Book Review: The ACT Workbook for Depression & Shame

Book cover: The ACT Workbook for Depression and Shame

The ACT Workbook for Depression & Shame is written by psychologists Matthew W. McKay, Michael Jason Greenberg, and Patrick J. Fanning. It’s based on acceptance and commitment therapy and focused on addressing the defectiveness schema in depression.

The book begins and ends with a series of several self-assessment questionnaires to let you see how much progress you’ve made while working through the book.

The book includes quite a few worksheets. These are simply laid out, and clear examples are provided. The example scenarios included in the text were relatively lengthy; I would have preferred it if they were a bit shorter.

A key concept mentioned throughout the book was defensive coping behaviours (DCBs). These behaviours served a purpose at the time, but continue even after they’re no longer helpful. The book notes that they often fall within the categories of overcompensation, surrender, and avoidance. It explains that “When you follow the urge to engage in the DCB, you reduce your pain in the moment, but this ensures that your defectiveness remains unchallenged.”

One of the strategies the authors suggest is “creative hopelessness,” which means recognizing that what you’re doing isn’t working, so it’s time to come up with something new.

There’s a chapter on mindfulness that ties into defense coping behaviours, including work on identifying the moments when you choose to use a defensive coping behaviour. There’s also a chapter on values, and defensive coping behaviours are framed as taking you away from your values. Other topics covered included cognitive defusion, avoidance, self-compassion, and relapse planning.

I felt an immediate sense of pushback to this bit:

You became depressed because your life evolved into being about avoiding shame and defectiveness feelings. You became less and less the person you wanted to be as you engaged in more avoidance and more DCBs. There is the basic choice in life: doing what matters, doing what you care about, or having your days focused on trying to escape pain.

I could rant, but I’ll skip that. Other than that, though, there wasn’t anything else that was cringe-inducing for me.

▶ **RECORD EXTRACTS**:

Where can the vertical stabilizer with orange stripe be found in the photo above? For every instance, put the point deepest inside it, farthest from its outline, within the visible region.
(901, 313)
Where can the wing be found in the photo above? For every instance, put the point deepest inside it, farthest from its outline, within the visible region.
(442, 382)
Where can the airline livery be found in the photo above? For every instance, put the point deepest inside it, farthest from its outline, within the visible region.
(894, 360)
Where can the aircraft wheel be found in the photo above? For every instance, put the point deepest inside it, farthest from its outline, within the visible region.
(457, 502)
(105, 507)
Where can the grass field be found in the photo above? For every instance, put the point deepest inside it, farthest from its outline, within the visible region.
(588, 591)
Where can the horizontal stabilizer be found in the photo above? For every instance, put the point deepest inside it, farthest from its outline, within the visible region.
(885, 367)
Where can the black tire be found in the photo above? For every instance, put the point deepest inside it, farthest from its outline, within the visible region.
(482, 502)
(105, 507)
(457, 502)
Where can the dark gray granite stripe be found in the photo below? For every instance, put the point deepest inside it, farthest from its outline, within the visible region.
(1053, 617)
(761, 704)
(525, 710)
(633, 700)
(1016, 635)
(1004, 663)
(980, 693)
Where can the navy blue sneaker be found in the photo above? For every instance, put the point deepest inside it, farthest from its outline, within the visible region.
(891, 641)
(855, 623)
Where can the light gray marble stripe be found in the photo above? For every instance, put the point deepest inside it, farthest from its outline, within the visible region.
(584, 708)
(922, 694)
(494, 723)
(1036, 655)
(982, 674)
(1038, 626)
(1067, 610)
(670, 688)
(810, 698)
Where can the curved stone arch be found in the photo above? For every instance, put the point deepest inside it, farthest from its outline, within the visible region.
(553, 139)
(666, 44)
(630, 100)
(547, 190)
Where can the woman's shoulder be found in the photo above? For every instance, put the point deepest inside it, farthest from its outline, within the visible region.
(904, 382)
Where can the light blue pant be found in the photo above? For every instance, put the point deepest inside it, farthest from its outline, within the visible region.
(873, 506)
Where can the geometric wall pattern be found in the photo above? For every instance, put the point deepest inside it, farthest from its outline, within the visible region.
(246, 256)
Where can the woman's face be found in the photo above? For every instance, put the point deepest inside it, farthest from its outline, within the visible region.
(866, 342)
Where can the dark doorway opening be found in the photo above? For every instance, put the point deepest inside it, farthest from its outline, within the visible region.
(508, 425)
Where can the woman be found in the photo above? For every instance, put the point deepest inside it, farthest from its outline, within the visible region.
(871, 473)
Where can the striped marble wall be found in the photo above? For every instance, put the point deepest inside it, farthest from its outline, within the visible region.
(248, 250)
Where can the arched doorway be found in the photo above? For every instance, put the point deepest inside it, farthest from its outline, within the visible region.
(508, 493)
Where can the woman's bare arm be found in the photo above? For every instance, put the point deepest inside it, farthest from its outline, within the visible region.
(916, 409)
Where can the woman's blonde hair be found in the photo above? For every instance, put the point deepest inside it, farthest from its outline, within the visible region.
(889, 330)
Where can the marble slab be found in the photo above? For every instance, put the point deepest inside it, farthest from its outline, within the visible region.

▶ **EXERCISE INSTRUCTIONS**:
Copy the book review from "There’s a chapter" to "cringe-inducing for me.", swapping every "values" for "priorities".

▶ **SOLUTION TO THIS PROBLEM**:
There’s a chapter on mindfulness that ties into defense coping behaviours, including work on identifying the moments when you choose to use a defensive coping behaviour. There’s also a chapter on priorities, and defensive coping behaviours are framed as taking you away from your priorities. Other topics covered included cognitive defusion, avoidance, self-compassion, and relapse planning.

I felt an immediate sense of pushback to this bit:

You became depressed because your life evolved into being about avoiding shame and defectiveness feelings. You became less and less the person you wanted to be as you engaged in more avoidance and more DCBs. There is the basic choice in life: doing what matters, doing what you care about, or having your days focused on trying to escape pain.

I could rant, but I’ll skip that. Other than that, though, there wasn’t anything else that was cringe-inducing for me.